What the exercise asks: The expected output is exactly the lines below, starting at the line with "Task: each instance of the face" and ending at the line with "[[231, 110]]", both included; no other line belongs in it.

(Entries taken from a collection)

= Beginning of Section =

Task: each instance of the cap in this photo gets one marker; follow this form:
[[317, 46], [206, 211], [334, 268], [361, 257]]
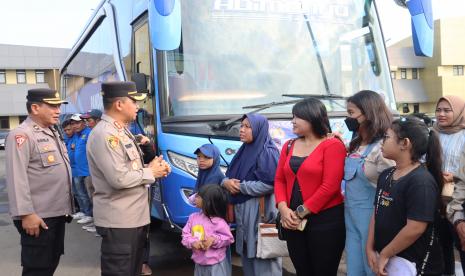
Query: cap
[[76, 117], [207, 150], [45, 95], [93, 113], [115, 89]]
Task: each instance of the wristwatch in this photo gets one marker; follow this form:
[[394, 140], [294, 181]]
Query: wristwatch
[[302, 211]]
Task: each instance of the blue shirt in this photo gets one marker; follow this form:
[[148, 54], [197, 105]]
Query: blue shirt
[[80, 157], [70, 146]]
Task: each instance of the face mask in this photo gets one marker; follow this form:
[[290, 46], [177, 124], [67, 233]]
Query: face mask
[[352, 124]]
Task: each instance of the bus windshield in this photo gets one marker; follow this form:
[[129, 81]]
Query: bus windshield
[[250, 52]]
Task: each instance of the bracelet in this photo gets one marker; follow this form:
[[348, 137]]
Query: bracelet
[[457, 222]]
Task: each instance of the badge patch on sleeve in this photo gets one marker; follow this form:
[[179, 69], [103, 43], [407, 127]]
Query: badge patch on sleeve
[[113, 141], [20, 139]]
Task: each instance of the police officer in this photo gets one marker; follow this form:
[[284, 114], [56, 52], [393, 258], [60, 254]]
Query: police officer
[[38, 178], [121, 210]]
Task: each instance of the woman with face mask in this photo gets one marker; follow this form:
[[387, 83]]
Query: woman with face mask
[[450, 124], [368, 118]]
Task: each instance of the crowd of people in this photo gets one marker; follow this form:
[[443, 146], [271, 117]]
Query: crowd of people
[[392, 198]]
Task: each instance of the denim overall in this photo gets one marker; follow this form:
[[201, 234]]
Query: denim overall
[[359, 200]]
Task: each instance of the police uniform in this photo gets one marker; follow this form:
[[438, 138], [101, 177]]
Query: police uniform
[[38, 177], [121, 212]]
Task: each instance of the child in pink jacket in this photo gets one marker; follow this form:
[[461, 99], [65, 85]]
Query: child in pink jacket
[[208, 234]]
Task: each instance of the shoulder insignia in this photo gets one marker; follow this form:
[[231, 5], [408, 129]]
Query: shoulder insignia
[[113, 141], [20, 139]]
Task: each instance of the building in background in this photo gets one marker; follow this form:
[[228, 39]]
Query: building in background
[[23, 68], [418, 81]]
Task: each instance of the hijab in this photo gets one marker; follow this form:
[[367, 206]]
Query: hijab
[[212, 175], [255, 161], [458, 108]]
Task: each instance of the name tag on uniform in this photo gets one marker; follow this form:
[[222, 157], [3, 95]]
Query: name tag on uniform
[[51, 158]]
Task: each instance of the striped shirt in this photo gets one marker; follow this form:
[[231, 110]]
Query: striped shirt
[[453, 147]]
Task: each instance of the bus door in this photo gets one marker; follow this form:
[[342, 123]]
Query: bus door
[[146, 118]]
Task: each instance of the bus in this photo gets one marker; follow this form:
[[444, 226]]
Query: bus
[[205, 63]]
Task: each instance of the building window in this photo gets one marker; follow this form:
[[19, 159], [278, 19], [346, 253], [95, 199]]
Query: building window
[[40, 76], [2, 76], [20, 76], [4, 122], [458, 70], [403, 73]]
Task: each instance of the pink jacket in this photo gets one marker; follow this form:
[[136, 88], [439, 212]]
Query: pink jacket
[[199, 227]]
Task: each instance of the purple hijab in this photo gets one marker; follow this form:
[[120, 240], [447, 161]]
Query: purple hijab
[[256, 161]]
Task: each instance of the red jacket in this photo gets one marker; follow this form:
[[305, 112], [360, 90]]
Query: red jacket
[[319, 176]]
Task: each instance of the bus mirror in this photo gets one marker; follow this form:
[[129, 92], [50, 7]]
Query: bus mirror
[[165, 24], [421, 13], [140, 79]]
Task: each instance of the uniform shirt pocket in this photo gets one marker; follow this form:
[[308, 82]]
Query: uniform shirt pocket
[[131, 151], [49, 156]]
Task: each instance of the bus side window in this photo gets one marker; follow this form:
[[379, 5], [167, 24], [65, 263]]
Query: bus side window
[[142, 64]]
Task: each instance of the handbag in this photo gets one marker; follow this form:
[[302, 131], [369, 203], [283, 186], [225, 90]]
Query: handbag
[[280, 228], [268, 243], [447, 190]]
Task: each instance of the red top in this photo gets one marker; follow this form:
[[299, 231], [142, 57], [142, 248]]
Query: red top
[[319, 176]]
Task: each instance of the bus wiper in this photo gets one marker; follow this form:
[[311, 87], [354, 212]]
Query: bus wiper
[[318, 56], [257, 108], [330, 97], [224, 125]]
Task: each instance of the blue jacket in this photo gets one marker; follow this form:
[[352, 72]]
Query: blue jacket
[[80, 157], [70, 146]]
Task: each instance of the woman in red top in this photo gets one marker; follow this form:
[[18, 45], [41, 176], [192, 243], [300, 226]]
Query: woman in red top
[[308, 187]]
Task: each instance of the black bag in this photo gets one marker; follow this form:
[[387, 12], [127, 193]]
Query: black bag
[[279, 226]]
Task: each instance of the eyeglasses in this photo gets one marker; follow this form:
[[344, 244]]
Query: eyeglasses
[[445, 110]]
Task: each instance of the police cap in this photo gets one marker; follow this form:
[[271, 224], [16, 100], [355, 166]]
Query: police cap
[[128, 89], [44, 95]]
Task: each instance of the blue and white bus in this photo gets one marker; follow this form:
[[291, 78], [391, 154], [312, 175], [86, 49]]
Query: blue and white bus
[[205, 63]]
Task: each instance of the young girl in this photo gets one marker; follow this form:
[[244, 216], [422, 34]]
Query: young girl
[[369, 118], [208, 234], [408, 201], [208, 160]]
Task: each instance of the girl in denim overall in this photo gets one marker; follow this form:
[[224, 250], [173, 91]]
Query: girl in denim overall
[[369, 118]]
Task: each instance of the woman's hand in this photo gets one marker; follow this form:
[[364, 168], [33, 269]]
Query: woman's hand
[[381, 266], [233, 186], [448, 177], [372, 260], [289, 219]]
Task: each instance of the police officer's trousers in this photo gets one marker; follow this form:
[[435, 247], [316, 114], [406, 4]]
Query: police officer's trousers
[[122, 250], [40, 256]]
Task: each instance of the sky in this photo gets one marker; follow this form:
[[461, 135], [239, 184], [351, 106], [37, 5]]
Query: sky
[[58, 23]]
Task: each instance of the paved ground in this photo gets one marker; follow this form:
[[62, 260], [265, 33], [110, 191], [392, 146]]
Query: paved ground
[[167, 256], [82, 255]]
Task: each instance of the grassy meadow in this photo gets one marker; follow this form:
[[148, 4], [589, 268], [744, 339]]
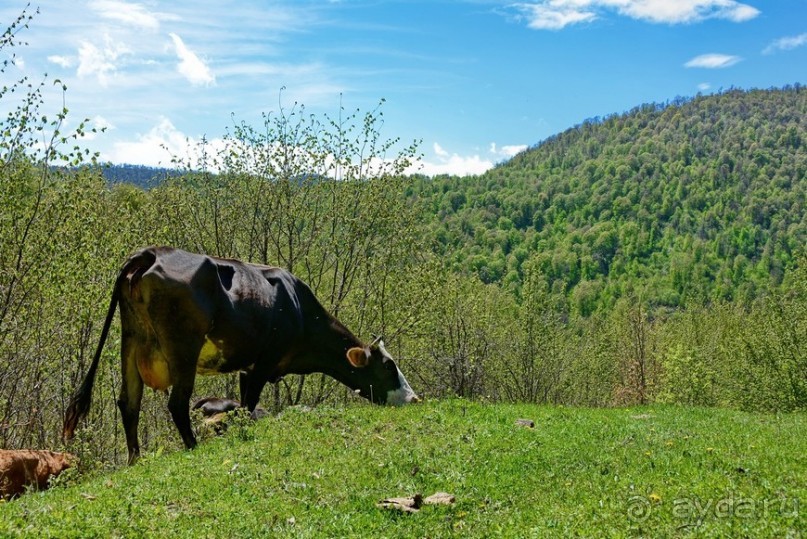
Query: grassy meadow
[[658, 471]]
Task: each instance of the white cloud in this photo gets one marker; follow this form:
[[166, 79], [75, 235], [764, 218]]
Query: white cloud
[[553, 15], [191, 66], [63, 61], [557, 14], [156, 148], [507, 151], [451, 164], [100, 61], [129, 14], [786, 43], [713, 61]]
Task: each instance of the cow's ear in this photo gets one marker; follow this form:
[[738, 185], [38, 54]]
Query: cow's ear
[[357, 357]]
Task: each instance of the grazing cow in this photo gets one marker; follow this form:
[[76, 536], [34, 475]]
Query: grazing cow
[[184, 313], [23, 468]]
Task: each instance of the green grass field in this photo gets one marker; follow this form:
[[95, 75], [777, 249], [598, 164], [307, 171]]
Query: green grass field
[[637, 472]]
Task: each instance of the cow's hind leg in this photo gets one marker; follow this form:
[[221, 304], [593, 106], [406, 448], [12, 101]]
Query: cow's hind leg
[[131, 395], [251, 385]]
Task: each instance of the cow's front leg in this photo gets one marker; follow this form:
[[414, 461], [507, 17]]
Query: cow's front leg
[[179, 403]]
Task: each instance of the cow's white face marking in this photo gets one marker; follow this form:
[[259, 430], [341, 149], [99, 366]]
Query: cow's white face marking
[[402, 395]]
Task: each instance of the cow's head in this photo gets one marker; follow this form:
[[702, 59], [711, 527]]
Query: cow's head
[[378, 378]]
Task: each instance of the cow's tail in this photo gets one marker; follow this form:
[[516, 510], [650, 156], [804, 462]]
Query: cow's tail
[[80, 401]]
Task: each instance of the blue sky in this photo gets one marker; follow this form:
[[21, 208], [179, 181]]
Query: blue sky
[[474, 80]]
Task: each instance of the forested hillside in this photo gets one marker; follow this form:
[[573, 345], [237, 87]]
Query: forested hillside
[[683, 203]]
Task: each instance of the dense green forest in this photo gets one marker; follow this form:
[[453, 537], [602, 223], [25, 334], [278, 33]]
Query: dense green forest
[[681, 204], [654, 256]]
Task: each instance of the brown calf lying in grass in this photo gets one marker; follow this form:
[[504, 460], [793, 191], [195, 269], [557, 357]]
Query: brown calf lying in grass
[[22, 468]]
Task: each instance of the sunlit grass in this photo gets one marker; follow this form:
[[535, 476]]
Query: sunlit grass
[[657, 471]]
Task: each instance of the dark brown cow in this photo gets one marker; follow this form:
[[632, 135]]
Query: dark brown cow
[[23, 468], [184, 313]]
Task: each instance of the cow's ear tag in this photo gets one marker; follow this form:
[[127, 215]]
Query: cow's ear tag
[[357, 357]]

= End of Section =

Output for this task:
Task: each instance of the face mask in this photo gets one marker; follow this form:
[[290, 46], [177, 124], [67, 233]]
Query: face mask
[[352, 124]]
Task: each instance of the bus windshield in this photo gets one marker; follow this form:
[[129, 81]]
Query: bus windshield
[[250, 52]]
Task: each instance of the bracelet in this photo gets one marker; follow this form:
[[348, 137]]
Query: bracelet
[[457, 222]]
Task: each instance of the badge patch on sleeve in this photo gets one marker; follow this form:
[[179, 69], [103, 43], [407, 127]]
Query: badge patch on sleeve
[[113, 141], [20, 139]]
Task: each instance of the police officer in this photo gets one marker; follow this form:
[[284, 114], [56, 52], [393, 258], [60, 254]]
Query: police officer
[[38, 178], [121, 210]]
Task: each instance of the woman with face mask in this photo gets one marker; follow this form:
[[387, 83]]
Query: woman with face mask
[[450, 124], [368, 118]]
Task: each instance of the crowd of people in this photo gets one marker; follow this form:
[[443, 146], [271, 117]]
Query: crowd of people
[[392, 198]]
Task: each instance of the denim overall in this photo gets one marker; follow this form:
[[201, 234]]
Query: denim overall
[[359, 200]]
Task: each instance of the police uniform in this photo gets one marker; follow this form:
[[438, 138], [101, 177]]
Query: police uniform
[[38, 177], [121, 212]]
Task: each instance of the child in pink jacket in this photo gets one marker; follow this form:
[[461, 99], [65, 85]]
Query: child in pink jacket
[[208, 234]]
Task: each instance of the shoulder insignia in this photo gets one marker; follow this form:
[[231, 5], [408, 129]]
Query: shoulder insignia
[[113, 141], [20, 139]]
Task: each instance of the building in background in this photo gets one marker; follow this form:
[[228, 39]]
Query: building in background
[[23, 68], [418, 81]]
Task: each instance of the hijab in this photo gets one marker; follow this form:
[[367, 206]]
Query: hijab
[[212, 175], [255, 161], [458, 108]]
Task: each instance of the name tag on uniform in this photo gets one marker; follow this form:
[[222, 157], [3, 95]]
Query: name tag on uniform
[[51, 158]]
Task: each instance of the striped shirt in this photo gets one marker; follow this form:
[[231, 110]]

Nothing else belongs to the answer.